### Quoted passage:
5 steps toward more productive transfer press operations

Automated material handling upgrades boost uptime

Decentralized vacuum systems, such as one cup per one vacuum generator (in green), generally are more flexible than centralized vacuum systems.

Stamping plants are continuing to seek ways to increase throughput, and automation has been key in helping to achieve productivity goals. An increase of just 1 stroke per minute (SPM) can greatly affect production. A plant running 24 hours a day can produce 1,440 more parts per day. That volume multiplied by 364 days a year equals 524,160 more parts annually. Every SPM counts!

Currently, crossbar presses are capable of speeds in excess of 20 SPM, and robotic tandem presses are pushing traditional rates of 8 SPM up to 12 SPM.

However, challenges can occur at high speeds. Attention must be paid to ensure that blanks do not slide when handled, when the press must be stopped abruptly because of an emergency, and so forth. It is essential that each subsequent blank is positioned into the die properly and consistently (see Figure 1).

Following are five ways to increase productivity at high speeds without costly downtime and increased errors.

1. Feed Single Blanks

At the start of the stamping process, you need to make sure that you are able to pick up blank metal sheets singly. This may sound elementary, but in a fast-flowing process, it can be quite a challenge.

For standard steel sheet metal, you can use fanner magnets and similar products to assist separation; aluminum, however, presents a whole new set of separation challenges in automated feeding at high speeds. Various surface treatments have been used to prevent aluminum sheets from sticking together, but waxy surfaces can leave a lasting residue on cups, ejectors, and other automation equipment, resulting in part slippage and failed automation. Also, blanks may be oily, too dry, or both, making consistent picking of these parts a challenge. This ultimately causes downtime, slowing press speeds.

### Goals:
1. Decide whether each statement agrees with the transfer press article: (a) an increase of 1 SPM lets a plant running 24 hours a day produce 1,440 more parts per day; (b) the traditional rate of robotic tandem presses is 12 SPM; (c) waxy surface treatments on aluminum leave no residue on automation equipment. Answer yes or no for each and quote the deciding words.
2. Pick up the transfer press article after its last sentence and continue it.

### Dataset content:
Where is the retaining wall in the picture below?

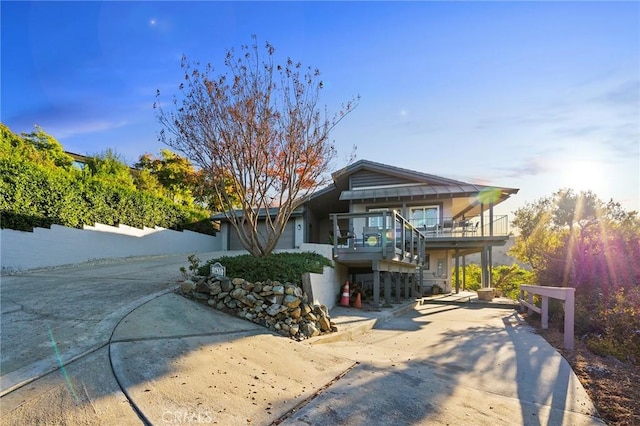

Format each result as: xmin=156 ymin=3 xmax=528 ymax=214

### Answers below:
1.
(a) Yes: "A plant running 24 hours a day can produce 1,440 more parts per day."
(b) No: "robotic tandem presses are pushing traditional rates of 8 SPM up to 12 SPM."
(c) No: "waxy surfaces can leave a lasting residue on cups, ejectors, and other automation equipment"

2.
One widely used solution to the problem is to “float” sheets by blowing compressed air between them. The tricky part is getting the sheets to separate so the air can do its work. New multibellow friction cups aid separation by slightly bending the sheets’ outer edges so less air is needed to float the sheets (see Figure 2). This makes the picking more reliable, again helping to minimize downtime and increase SPM.

Other problems occur when automation equipment comes down too hard on stacks of parts. This tends to wear or damage vacuum cups and causes blanks to stick together. The best approach is to adjust the speed and distance of the equipment to the parts and let the cups do the work. When the cups engage a sheet, they create a peeling effect by curling and separating it from other sheets. As the robot or automation equipment lifts the sheet, a shot of air can be used as an “air knife” to complete the separation. On larger sheets, brushes also can be used to assist the separation.

Also, blowoff can be used to release parts quickly. Vacuum and compressed air tend to take the path of least resistance, so it is important that the circuit is designed and plumbed in such a way that flow paths are equalized. This will allow for speedy picking and releasing of parts.

2. Use a Flexible Design

Flexibility will help customize your production so you can match automation components to your specific needs. Decentralized vacuum systems, such as one cup per one vacuum generator (see lead photo), generally are more flexible than centralized vacuum systems with multiple cups per one vacuum generator.

Figure 1
Automation has been key in helping stamping manufacturers achieve productivity goals. An increase of just 1 SPM can raise output by 1,440 more parts a day in a 24-hour-a-day operation. However, challenges can occur at high speeds.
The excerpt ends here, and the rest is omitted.